## Exercise directions
Each entry, in full: copy it out exactly.
□ □ □ □ □ □ □
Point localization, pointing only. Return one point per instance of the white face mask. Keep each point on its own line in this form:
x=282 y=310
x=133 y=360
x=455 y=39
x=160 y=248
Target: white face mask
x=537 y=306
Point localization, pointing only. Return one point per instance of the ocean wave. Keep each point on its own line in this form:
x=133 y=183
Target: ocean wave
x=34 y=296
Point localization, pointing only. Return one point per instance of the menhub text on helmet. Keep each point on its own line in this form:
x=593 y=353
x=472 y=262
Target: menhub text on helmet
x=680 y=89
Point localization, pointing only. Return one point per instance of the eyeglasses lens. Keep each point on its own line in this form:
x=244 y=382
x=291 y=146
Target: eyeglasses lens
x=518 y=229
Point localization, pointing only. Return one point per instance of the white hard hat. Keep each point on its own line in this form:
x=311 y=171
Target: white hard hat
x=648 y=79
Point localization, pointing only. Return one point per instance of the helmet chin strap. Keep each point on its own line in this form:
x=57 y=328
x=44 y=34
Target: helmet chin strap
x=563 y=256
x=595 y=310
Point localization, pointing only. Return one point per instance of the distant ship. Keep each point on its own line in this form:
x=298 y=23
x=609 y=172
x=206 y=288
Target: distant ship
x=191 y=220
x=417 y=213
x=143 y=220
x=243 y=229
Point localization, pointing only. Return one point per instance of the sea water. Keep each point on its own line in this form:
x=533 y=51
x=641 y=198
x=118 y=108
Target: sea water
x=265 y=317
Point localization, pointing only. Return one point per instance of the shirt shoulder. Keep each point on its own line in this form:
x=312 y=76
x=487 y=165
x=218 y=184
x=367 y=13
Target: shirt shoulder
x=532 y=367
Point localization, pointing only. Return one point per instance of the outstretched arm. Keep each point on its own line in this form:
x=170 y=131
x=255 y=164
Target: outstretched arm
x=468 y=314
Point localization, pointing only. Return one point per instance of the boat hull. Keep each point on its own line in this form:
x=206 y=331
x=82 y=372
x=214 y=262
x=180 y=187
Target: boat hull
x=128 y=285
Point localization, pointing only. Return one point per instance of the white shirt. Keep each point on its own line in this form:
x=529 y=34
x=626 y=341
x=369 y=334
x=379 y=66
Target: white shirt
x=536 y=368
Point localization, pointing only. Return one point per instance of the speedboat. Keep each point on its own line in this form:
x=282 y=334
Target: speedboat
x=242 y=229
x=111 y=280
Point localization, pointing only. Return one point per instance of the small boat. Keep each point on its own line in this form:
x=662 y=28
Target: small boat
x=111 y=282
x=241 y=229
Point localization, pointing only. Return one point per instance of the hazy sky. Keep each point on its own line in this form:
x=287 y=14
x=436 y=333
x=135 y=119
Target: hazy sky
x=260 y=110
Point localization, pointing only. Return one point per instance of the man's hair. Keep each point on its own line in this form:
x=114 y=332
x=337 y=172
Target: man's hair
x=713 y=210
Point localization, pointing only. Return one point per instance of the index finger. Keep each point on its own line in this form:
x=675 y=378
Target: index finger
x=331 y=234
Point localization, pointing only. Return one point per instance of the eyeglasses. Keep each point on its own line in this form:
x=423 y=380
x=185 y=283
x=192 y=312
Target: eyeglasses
□ □ □ □ □ □ □
## Final answer
Point localization, pointing only. Return one point per instance of the white face mask. Keep each point on its own line in this form:
x=282 y=310
x=133 y=360
x=455 y=39
x=160 y=248
Target: white face mask
x=537 y=306
Point localization, pointing only. Return one point per instance of the ocean wave. Keep each point on its own line in this form:
x=133 y=183
Target: ocean wave
x=34 y=296
Point localization, pointing only. Return one point per instance of the menhub text on helmet. Keep each point on its own line in this form:
x=593 y=353
x=472 y=262
Target: menhub text on helmet
x=680 y=89
Point localization, pointing only. Return one point per instance of the eyeglasses lens. Keep each point on its own line in this form:
x=244 y=382
x=291 y=146
Target: eyeglasses lens
x=518 y=229
Point localization, pointing only. Return one point per instance of the white hard hat. Keep each point on its own line in this form:
x=311 y=171
Target: white hard hat
x=648 y=79
Point localization, pointing only. Return one point per instance of the helmet chin strap. Keep each point on its own line in this form:
x=57 y=328
x=44 y=34
Target: helmet chin strap
x=563 y=256
x=595 y=310
Point localization, pointing only. Return one point per instance of the distant ship. Keep each point on its own line in this form:
x=298 y=23
x=609 y=172
x=206 y=288
Target: distant ship
x=191 y=220
x=417 y=213
x=143 y=220
x=243 y=229
Point localization, pointing only. Return one point per instance of the sea water. Keep each point on its own line in this form:
x=533 y=51
x=641 y=198
x=118 y=108
Target: sea water
x=265 y=317
Point localization, pointing only. Return one point per instance of the shirt shoulder. Keep each point on its own line in this form:
x=312 y=76
x=487 y=165
x=218 y=184
x=367 y=13
Target: shirt shoulder
x=532 y=367
Point localization, pointing only. Return one point per instance of the outstretched arm. Keep each point on its own line in this form:
x=170 y=131
x=255 y=164
Target: outstretched arm
x=468 y=314
Point localization, pointing only. Return one point per instance of the boat hull. Keep each point on its own line in this form:
x=206 y=331
x=82 y=372
x=214 y=262
x=180 y=187
Target: boat hull
x=128 y=285
Point localization, pointing only. Return one point per instance of the white shirt. Keep each point on its own line in this form:
x=529 y=34
x=626 y=341
x=369 y=334
x=379 y=66
Target: white shirt
x=536 y=368
Point localization, pointing only. Return one point per instance of the speedboat. Keep each point on its own line in this form:
x=282 y=334
Target: speedboat
x=242 y=229
x=111 y=280
Point localization, pointing only. Return one point per instance of the small boat. Keep each point on its own line in this form:
x=662 y=28
Target: small boat
x=111 y=282
x=241 y=229
Point localization, pointing only. Return one point per instance of the hazy sky. Keep each point on its own line in this form:
x=287 y=14
x=436 y=333
x=135 y=119
Target: hazy sky
x=260 y=110
Point localization, pointing only. Return one point per instance of the man's hair. Keep each point on its own line in this form:
x=114 y=332
x=337 y=172
Target: man's hair
x=713 y=210
Point localization, pointing only. Return one point per instance of the index finger. Keep each point on its own line in this form:
x=675 y=378
Target: index finger
x=331 y=234
Point localization, pointing only. Return one point per instance of the eyeglasses. Keep each point on its own line in this form:
x=423 y=380
x=185 y=283
x=192 y=312
Target: eyeglasses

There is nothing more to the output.